What this task involves> Write out the material below again, swapping every "indicate one point" for "mark a single point" and keeping everything else identical. Omit the pictures.
** BEGIN The data **
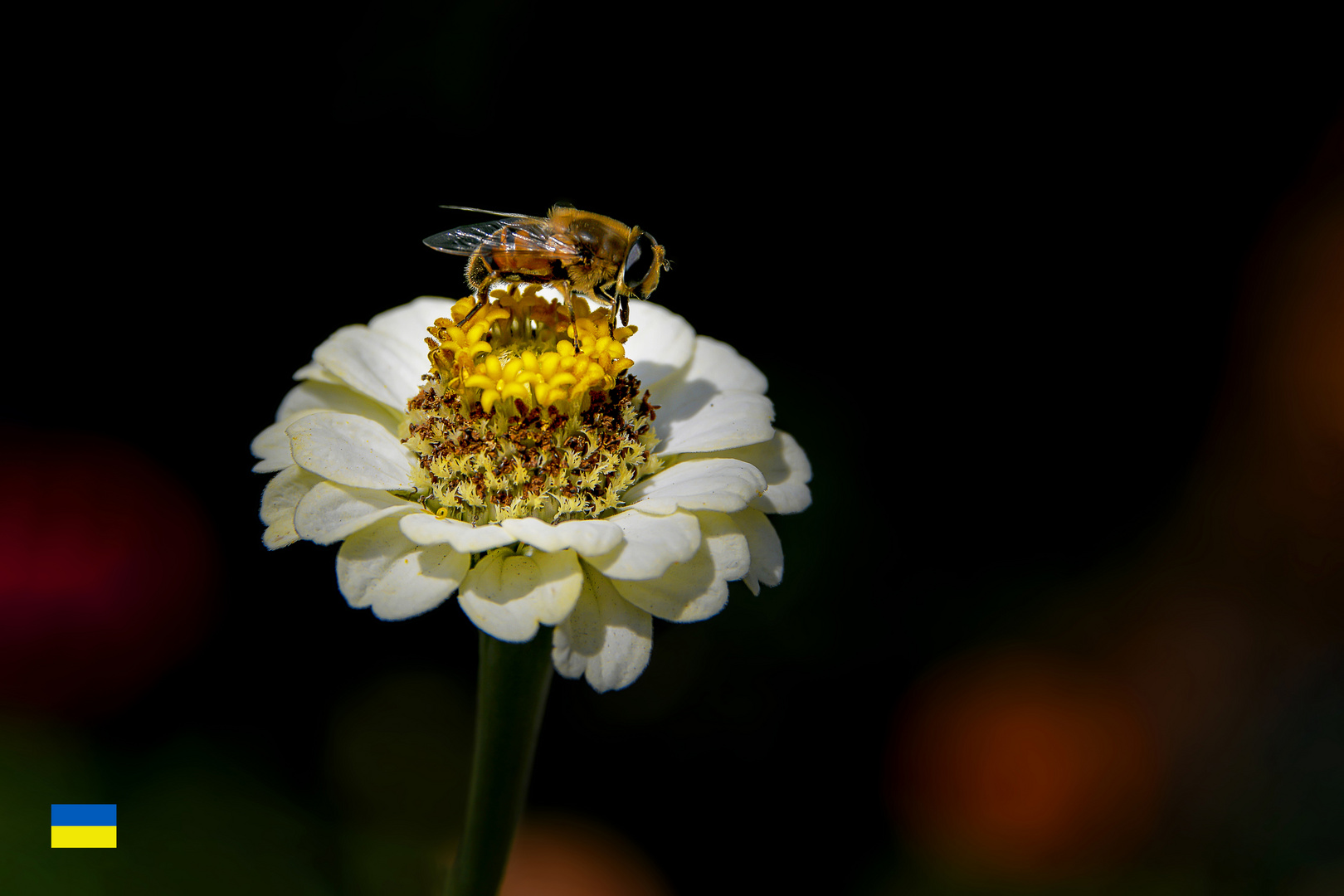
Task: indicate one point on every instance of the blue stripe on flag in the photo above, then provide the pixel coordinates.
(77, 815)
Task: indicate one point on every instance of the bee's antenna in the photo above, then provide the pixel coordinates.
(485, 212)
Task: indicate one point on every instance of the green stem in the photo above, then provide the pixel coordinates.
(511, 696)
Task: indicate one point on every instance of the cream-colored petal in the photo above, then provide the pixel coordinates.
(279, 500)
(710, 484)
(424, 528)
(329, 512)
(650, 546)
(511, 596)
(587, 536)
(272, 446)
(663, 345)
(409, 324)
(379, 567)
(699, 587)
(373, 363)
(351, 450)
(312, 397)
(765, 548)
(721, 364)
(314, 373)
(605, 638)
(786, 473)
(695, 416)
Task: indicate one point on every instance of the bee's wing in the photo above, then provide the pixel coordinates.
(531, 236)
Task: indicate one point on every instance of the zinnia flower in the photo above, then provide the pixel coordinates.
(533, 473)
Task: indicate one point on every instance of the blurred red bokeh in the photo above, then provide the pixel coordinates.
(1025, 767)
(105, 567)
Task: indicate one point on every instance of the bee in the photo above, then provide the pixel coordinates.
(576, 251)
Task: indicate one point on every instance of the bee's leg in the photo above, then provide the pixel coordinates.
(562, 286)
(481, 301)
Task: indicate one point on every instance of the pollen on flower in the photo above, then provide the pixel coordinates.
(530, 411)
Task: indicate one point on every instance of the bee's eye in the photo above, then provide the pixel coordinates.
(639, 261)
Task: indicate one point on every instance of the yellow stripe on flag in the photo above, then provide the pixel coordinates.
(84, 835)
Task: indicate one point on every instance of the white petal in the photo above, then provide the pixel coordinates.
(409, 324)
(765, 547)
(509, 596)
(710, 484)
(652, 544)
(721, 364)
(694, 416)
(272, 446)
(331, 512)
(587, 536)
(424, 528)
(786, 472)
(283, 494)
(605, 638)
(314, 373)
(379, 567)
(311, 397)
(699, 587)
(373, 363)
(663, 345)
(351, 450)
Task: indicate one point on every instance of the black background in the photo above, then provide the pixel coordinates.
(990, 268)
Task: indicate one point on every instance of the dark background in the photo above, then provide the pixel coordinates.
(993, 271)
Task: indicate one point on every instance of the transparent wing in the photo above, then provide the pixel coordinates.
(530, 236)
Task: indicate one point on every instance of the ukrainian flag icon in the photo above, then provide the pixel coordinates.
(84, 825)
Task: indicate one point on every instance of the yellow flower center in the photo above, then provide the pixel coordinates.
(530, 412)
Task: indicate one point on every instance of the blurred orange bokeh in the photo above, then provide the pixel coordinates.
(1023, 766)
(563, 856)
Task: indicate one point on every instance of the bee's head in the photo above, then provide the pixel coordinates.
(644, 261)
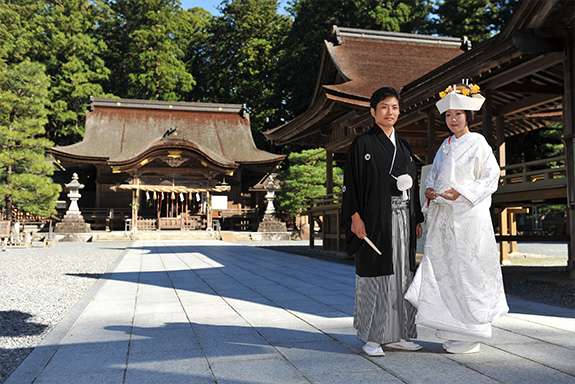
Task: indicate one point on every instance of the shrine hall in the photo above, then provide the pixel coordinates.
(157, 165)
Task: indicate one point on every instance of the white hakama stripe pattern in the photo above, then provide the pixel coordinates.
(382, 315)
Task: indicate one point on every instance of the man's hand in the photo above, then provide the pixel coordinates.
(450, 194)
(357, 226)
(418, 231)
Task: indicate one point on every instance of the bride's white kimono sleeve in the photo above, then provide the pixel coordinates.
(458, 287)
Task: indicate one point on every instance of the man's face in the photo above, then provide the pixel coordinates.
(386, 113)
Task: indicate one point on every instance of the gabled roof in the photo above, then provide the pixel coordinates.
(120, 131)
(520, 70)
(355, 63)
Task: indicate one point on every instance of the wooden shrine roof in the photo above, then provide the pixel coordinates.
(355, 63)
(124, 132)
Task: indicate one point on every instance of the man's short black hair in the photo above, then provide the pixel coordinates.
(382, 94)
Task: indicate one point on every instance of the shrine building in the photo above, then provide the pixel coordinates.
(152, 165)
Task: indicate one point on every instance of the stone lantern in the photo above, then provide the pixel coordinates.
(271, 227)
(73, 222)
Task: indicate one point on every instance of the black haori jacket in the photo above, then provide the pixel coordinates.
(368, 188)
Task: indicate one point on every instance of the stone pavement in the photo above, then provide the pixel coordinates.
(214, 312)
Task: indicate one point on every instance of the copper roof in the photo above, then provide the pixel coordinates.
(355, 63)
(119, 131)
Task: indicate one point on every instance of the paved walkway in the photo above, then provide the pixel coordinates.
(215, 312)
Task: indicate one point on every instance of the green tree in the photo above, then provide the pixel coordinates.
(305, 177)
(144, 51)
(479, 20)
(66, 44)
(241, 57)
(538, 144)
(25, 171)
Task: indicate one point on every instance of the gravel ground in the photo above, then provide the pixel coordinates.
(38, 286)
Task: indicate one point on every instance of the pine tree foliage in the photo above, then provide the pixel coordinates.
(305, 177)
(241, 57)
(144, 51)
(479, 20)
(67, 45)
(25, 171)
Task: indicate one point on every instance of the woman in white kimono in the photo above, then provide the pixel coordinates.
(458, 287)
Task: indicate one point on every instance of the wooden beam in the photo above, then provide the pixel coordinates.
(522, 70)
(526, 103)
(569, 138)
(430, 136)
(532, 88)
(329, 172)
(529, 43)
(487, 116)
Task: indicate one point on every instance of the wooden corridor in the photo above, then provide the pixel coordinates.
(535, 183)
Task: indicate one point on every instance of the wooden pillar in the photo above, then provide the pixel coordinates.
(430, 136)
(487, 113)
(209, 224)
(311, 230)
(135, 201)
(569, 137)
(501, 147)
(329, 171)
(503, 245)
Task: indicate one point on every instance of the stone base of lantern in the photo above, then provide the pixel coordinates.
(72, 223)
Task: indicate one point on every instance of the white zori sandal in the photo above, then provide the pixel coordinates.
(373, 349)
(404, 345)
(462, 347)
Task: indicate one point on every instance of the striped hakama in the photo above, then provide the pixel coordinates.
(382, 315)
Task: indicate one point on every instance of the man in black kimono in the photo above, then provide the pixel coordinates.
(381, 201)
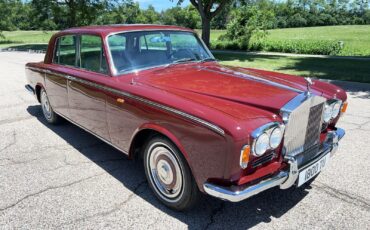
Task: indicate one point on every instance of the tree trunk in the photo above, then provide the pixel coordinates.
** END The data **
Right answer>
Task: mark a single point on every instance of the blue stripe on flag in the photo above, then provide the pixel coordinates.
(77, 815)
Task: mark a single point on every instance of the bee's antenna in the photo above, then provide the pixel coordinates.
(485, 212)
Task: mark a single point on every instance of the green stem in the photo above, then provide the pixel coordinates.
(511, 696)
Task: mark a single point on every instance of the cream-colored petal in the photo above, then provide the pixel coordinates.
(279, 500)
(710, 484)
(424, 528)
(329, 512)
(650, 546)
(511, 596)
(587, 536)
(272, 446)
(663, 345)
(409, 324)
(379, 567)
(699, 587)
(373, 363)
(351, 450)
(312, 397)
(765, 548)
(721, 364)
(314, 373)
(605, 638)
(786, 473)
(695, 416)
Task: mark a single point on every instance of the bee's wing in the photo above, then provide the pixel coordinates.
(531, 236)
Task: mark a single point on every instance of the zinnia flower in the photo above, then provide the pixel coordinates.
(533, 473)
Task: mark a single point on every instance of the blurred red bokeh in the photo above, then provide the pixel coordinates.
(1025, 767)
(105, 567)
Task: mark a single point on every instance of the bee in the photo above, then provide the pixel coordinates.
(576, 251)
Task: mark a single point on every instance of the bee's leg in the photo above, then provide the pixel coordinates.
(562, 286)
(481, 301)
Task: mark a single point on every instance of the pollen on flower in the photo above, then provide the pixel coordinates.
(530, 411)
Task: mark a single point on every instance of the bee's eye in the photo above, then provide the pixel coordinates.
(639, 261)
Task: mark a single point on every instance of the yellow stripe on flag in the photo above, then provide the pixel coordinates.
(84, 835)
Task: mark a single point on every instance of the white petal in the photo above, then provide the pixel coordinates.
(409, 324)
(765, 547)
(509, 596)
(710, 484)
(652, 544)
(721, 364)
(694, 416)
(272, 446)
(331, 512)
(587, 536)
(424, 528)
(786, 472)
(283, 494)
(605, 638)
(314, 373)
(379, 567)
(311, 397)
(699, 587)
(373, 363)
(663, 345)
(351, 450)
Task: mark a single point on every instance of the black background in the photo above, then provide the pixel coordinates.
(990, 268)
Task: mark a single point on every instance of the dark background in the photo above, then provide the pixel coordinates.
(993, 271)
Task: mark a single point on every instance of the transparent wing in the photo above, then provide the pixel coordinates.
(530, 236)
Task: mark a single point on every instance of the ukrainian flag icon in the photo above, then provide the pixel coordinates.
(84, 825)
Task: mark a single point on every instance of the yellow flower center in the photo above, then provide the pixel coordinates.
(530, 412)
Task: mark a single point on every instance of the blurred orange bokeh in the photo above, then provide the pixel coordinates.
(1023, 766)
(563, 856)
Task: mark a single point on every instance of the bee's head in the photo above, then provide the pixel coordinates.
(644, 261)
Task: mark a single point on every instance of the shrine hall in the photo above, then provide the pixel coordinates.
(157, 165)
Task: mark a single point on every instance of the white hakama stripe pattern in the photo above, then provide the pixel coordinates.
(382, 315)
Task: mark a single point on every instance of the man's hand in the photo above, then provide the pixel coordinates.
(450, 194)
(357, 226)
(418, 231)
Task: mark a single point on every instance of the bride's white kimono sleeve in the photo above, then provide the pixel coordinates.
(458, 287)
Task: mark a single point on every instance of the man's face in the photo above, then provide the pixel coordinates.
(386, 113)
Task: mark a single point on every instance of the gabled roof in the photo above, then provide the pixel coordinates.
(120, 131)
(520, 70)
(355, 63)
Task: mark a single point on every instance of the wooden shrine roof in the photo above, then provide the pixel coordinates.
(355, 63)
(124, 132)
Task: mark a single point on every instance of the man's short black hair in the photo above, then provide the pixel coordinates.
(382, 94)
Task: mark a single point on every instance of the shrine building in the photo above, then provide the pixel coordinates.
(152, 165)
Task: mark a single point on every instance of the stone lantern in the photo above, then provide the pixel coordinates.
(271, 227)
(73, 222)
Task: mark a single point on every instance of the black haori jacket in the photo above, then provide the pixel coordinates.
(368, 188)
Task: mark a single point on every instance of the stone pavement in the photo above, then provide the pixel coordinates.
(214, 312)
Task: mark a single point on every instance of the copper roof in the photo above, then provide the pixel coordinates.
(355, 63)
(119, 131)
Task: mark a single point on every instance of the paved walkway in the photo above, then provide the pixel coordinates.
(215, 312)
Task: mark a single point on every instance of the green tree in the photo above, then provide the pixel coordinates.
(305, 177)
(144, 51)
(479, 20)
(66, 44)
(241, 57)
(538, 144)
(25, 171)
Task: mark a single point on every instance of the gravel ground in the photo above, then provide the pixel coordinates.
(38, 286)
Task: mark a single point on every instance of the pine tree foliage in the photo above, then provide the pixel coordinates.
(305, 177)
(241, 57)
(144, 51)
(479, 20)
(67, 45)
(25, 171)
Task: mark a single point on every instance of the woman in white kimono in the photo above, then provide the pixel coordinates.
(458, 287)
Task: mark a single point on every instance of the wooden beam in the photo above, then provide the pixel coordinates.
(522, 70)
(526, 103)
(569, 138)
(430, 136)
(532, 88)
(329, 172)
(529, 43)
(487, 116)
Task: mark a single point on every instance of the wooden corridor in the photo above, then provide the pixel coordinates.
(535, 183)
Task: mark a single point on every instance of the wooden pillar in the photo above, then provide the pixel coordinates.
(430, 136)
(487, 113)
(209, 224)
(311, 230)
(135, 201)
(569, 137)
(501, 147)
(329, 171)
(503, 245)
Task: mark a single point on every instance of the stone base of lantern in the photo above, then provide the pixel coordinates.
(72, 223)
Task: mark a single point on every instance of the white zori sandal in the photo above, then provide the pixel coordinates.
(373, 349)
(404, 345)
(462, 347)
Task: mark a single point on every instance of the striped hakama in the photo above, then provide the pixel coordinates.
(382, 315)
Task: mark a single point on every instance of the man in black kimono in the photo above, then provide the pixel coordinates.
(381, 201)
Task: mark a single point on every instance of the tree trunk in the photo above, then provide the pixel coordinates.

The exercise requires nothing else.